■ **GIVEN PASSAGE**:
= Beginning of Section =

American actress (1879–1948)

Virginia Norden (May 4, 1879 – January 17, 1948), born Violet Alice Dalton, was an American actress on stage and in silent films.

== Early life ==
Violet Dalton was from Washington, D.C., the daughter of William Newton Dalton and Olivia Alice Williams Dalton. Her father was a major in the United States Army. She studied acting at the American Academy of Dramatic Arts in New York.

== Career ==

=== Acting ===
Norden acted on the stage, making her Broadway debut in 1913, in Poor Little Rich Girl by Eleanor Gates. She also wrote a play, Making the Movies (1916). In 1916, she contributed a recipe for "Virginia Chow Chow" to a charity cookbook, assembled by Mabel Rowland.

Norden's silent film credits included roles in Baby Hands (1912), For the Mikado (1912), Freddy the Fixer (1916), The Destroyers (1916, also known as Peter God), The Ancient Blood (1916), The Dupe (1916), The Deluded Wife (1916), The Combat (1916), The Dawn of a New Day (1916), Virtuous Wives (1918), and The Mind the Paint Girl (1919).

=== Clubwork during World War I ===
Norden formed and led a garden club in Brightwaters, Long Island in 1917, to encourage women to grow vegetables and market their produce locally. The "Patriotic Gardeners", as they were known, also gave benefit shows and raised funds for sending comfort kits, candy, cigarettes, and other supplies to Long Island men serving in World War I.

= End of Section =

■ **DATA SHOWN**:

= Beginning of Section =

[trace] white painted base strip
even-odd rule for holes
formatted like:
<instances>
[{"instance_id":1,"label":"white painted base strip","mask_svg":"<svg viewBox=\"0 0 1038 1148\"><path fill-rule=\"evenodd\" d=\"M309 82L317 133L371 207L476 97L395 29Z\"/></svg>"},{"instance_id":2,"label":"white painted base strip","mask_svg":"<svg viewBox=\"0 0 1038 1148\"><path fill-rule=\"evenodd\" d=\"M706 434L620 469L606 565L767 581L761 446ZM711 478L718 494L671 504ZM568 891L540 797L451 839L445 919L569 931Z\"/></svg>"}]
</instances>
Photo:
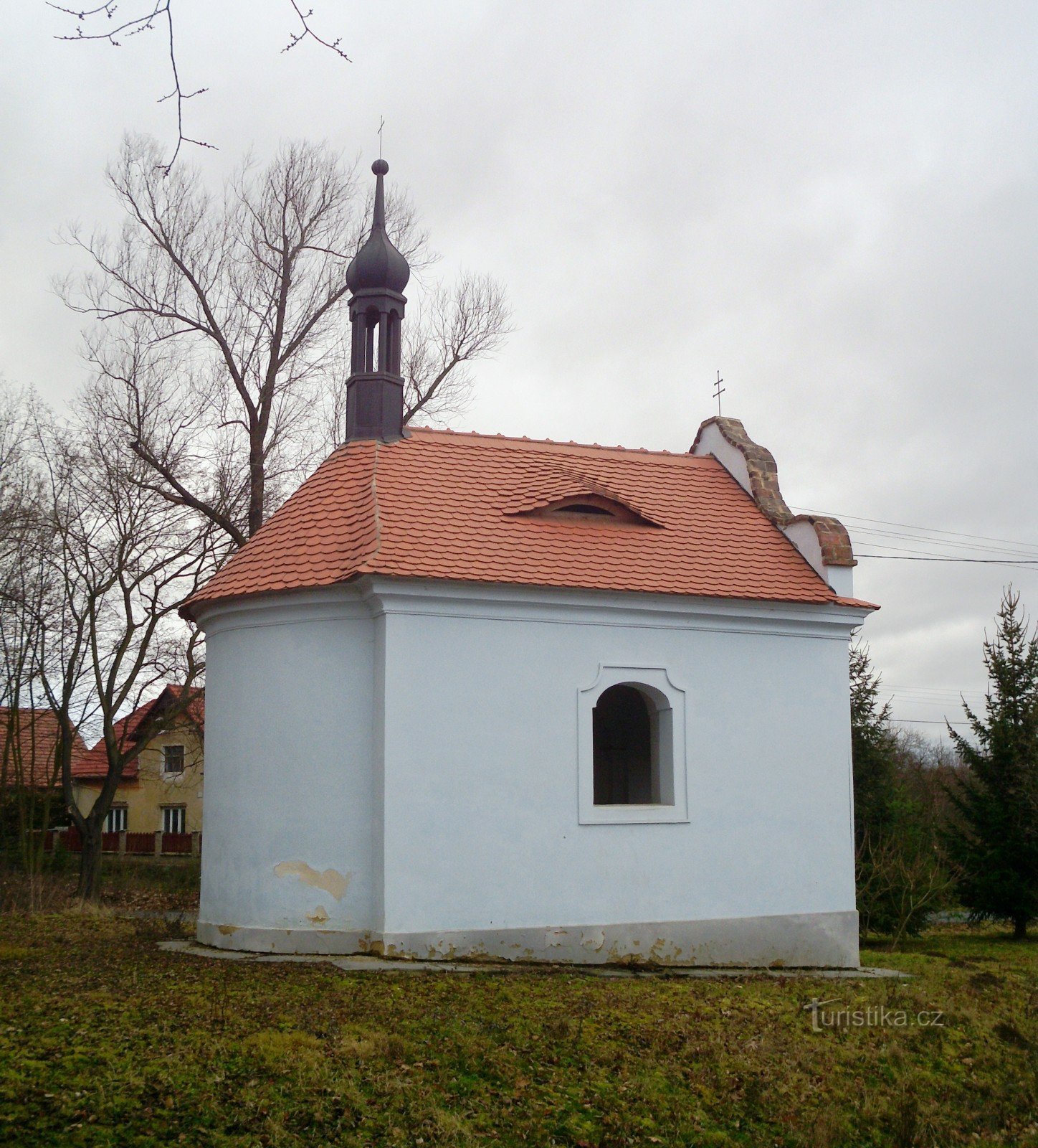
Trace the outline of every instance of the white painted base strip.
<instances>
[{"instance_id":1,"label":"white painted base strip","mask_svg":"<svg viewBox=\"0 0 1038 1148\"><path fill-rule=\"evenodd\" d=\"M543 929L350 932L198 922L198 940L249 953L367 953L419 961L492 959L569 964L813 968L858 967L858 914L798 913Z\"/></svg>"}]
</instances>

= End of Section =

■ **EXERCISE REQUIREMENTS**:
1) Answer these questions from the passage on Virginia Norden.
(a) What was her name at birth?
(b) In what year did she make her Broadway debut?
(c) Where did she form a garden club in 1917?
2) Carry on the passage on Virginia Norden from the point where it stops.
The data have no connection to the passage on Virginia Norden.

■ **ANSWERS TO THE PROBLEMS**:
1)
(a) Violet Alice Dalton
(b) 1913
(c) Brightwaters, Long Island

2)
=== Fashion design ===
In 1913, Norden gave an interview on the subject of beauty, predicting that "Soon a rational era will come," when women "will revert to simple clothes, stop daubing their faces with cosmetics ... and use the time thus saved to cultivate heart and mind qualities." While working with director Ralph Ince in 1916, she also designed costumes and headed the wardrobe department at Ince Productions. After she left acting, she began a dress and millinery business with her cousin Martha Schorbach and her sister Olivia Dalton in New York, and was described as a "modiste" in 1928.

== Personal life ==
Violet Dalton married three times. Her first husband was Howard A. Potts; they married in 1898. She married Henry Nickel, in 1906; they divorced in 1928. She married a businessman, Otto Christopher Bubeck, in 1928. She was widowed by 1940, and she died in Los Angeles, California, in 1948, aged 68 years.